**TAREA**
Prosigue, por favor, el ensayo sobre la paz y el tercer milenio a partir de su última oración.

**TEXTO CITADO**
··········
Construir la paz es lo único que nos puede evitar la hecatombe apocalíptica de un planeta destruido por el poder, irresponsablemente  ejercido mediante la guerra de los unos contra los otros y de la guerra contra la Naturaleza.

Arnoldo Mora Rodríguez / Especial para Con Nuestra América

El Siglo XXI debe ser visto desde una óptica amplia: aquella que nos permite verlo como  dintel de un nuevo milenio, el tercero de la era cristiana. Para ello debemos partir de los  aportes de mayor trascendencia que nos ha legado el milenio anterior. El segundo milenio es aquel que se lanza con la expansión de la Europa Cristiana como cultura universal, gracias a las guerras de religión que se inician con Las Cruzadas primero (camino hacia el Este) y, luego  con llegada de Colón a un nuevo continente (expansión hacia el Oeste). Esta expansión política y cultural solo pudo institucionalizarse y consolidarse gracias a la revolución científico-técnica.  En este nuevo milenio, este proceso se ha culminado con la génesis o parto de un nuevo sujeto histórico: la humanidad.  De esta manera, la paz se convierte en el objetivo principal y en la razón de ser  de la política. Con ello se cambia sustancialmente la esencia misma del quehacer político, tal como se ha concebido desde los inicios de la modernidad. Se retorna al ideal de los profetas de Israel, que hicieron de la paz (shalom) la muestra del advenimiento de la era del Mesías en la plenitud de los tiempos (pleroma) que se manifestaba en los acontecimientos (kairos) que mostraban el advenimiento del Reino Mesiánico, como lo vislumbró el monje Joaquín de Fiori, el primer pensador (cronológicamente hablando) del segundo milenio, como el advenimiento de la era de la libertad de los hijos de Dios, era que él denominaba  Era del Espíritu. La diferencia con estas elucubraciones es que eran propuestas para un futuro, del cual se sabía que habría de sobrevenir pero no cuándo y que sería obra de un factor no humano.
··········
**DATOS REGISTRADOS**
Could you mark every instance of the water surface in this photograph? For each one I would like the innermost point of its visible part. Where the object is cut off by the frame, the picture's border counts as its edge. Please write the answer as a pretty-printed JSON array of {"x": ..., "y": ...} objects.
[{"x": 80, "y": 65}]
··········
**PROBLEMA RESUELTO**
Hoy sabemos que será obra de los humanos, pero no individualmente tomados sino como humanidad que construye su propia historia; por ende, no será un acto libre  subjetivo  sino una necesidad impostergable de los hombres de este siglo, so pena de autodestrucción de la especie. Si  durante las revoluciones liberal-burguesas la política era el ejercicio del poder, tal como lo enseñaba Maquiavelo; o el establecimiento de un orden regido por la ley, como lo preconizaba Locke; o la práctica de la libertad como expresión de soberanía del pueblo, como enseñaba Rousseau; o la aplicación de la ética como predicaba Kant, siempre mediando la construcción de instituciones públicas (Hegel), específicamente de los estados nacionales; hoy estas ideas se han quedado cortas, no por ser falsas, sino por  todo lo contrario - nunca han sido más útiles y correctas que ahora- sino porque deben ser llevadas a cabo por un sujeto planetario desconocido entonces. Construir la paz es lo único que nos puede evitar la hecatombe apocalíptica de un planeta destruido por el poder, irresponsablemente  ejercido mediante la guerra de los unos contra los otros y de la guerra contra la Naturaleza. La ciencia y la técnica que de ahí se desprende, deben ser instrumentos de paz en ambas esferas. Y frente a ese deber no hay alternativa. Los recursos del planeta se acaban; la amenaza de guerra nuclear se cierne como horizonte, por no decir ocaso, de cada día en que surge un conflicto de índole geopolítico en cualquier lugar del mundo. Hoy esa ominosa perspectiva se cierne sobre la guerra de Siria, que se extiende a todo el Medio Oriente; en los conflictos en torno al Mar de China...siempre a la espera de que aparezca otro conflicto con idénticas amenazas para la paz y la sobrevivencia de la especie.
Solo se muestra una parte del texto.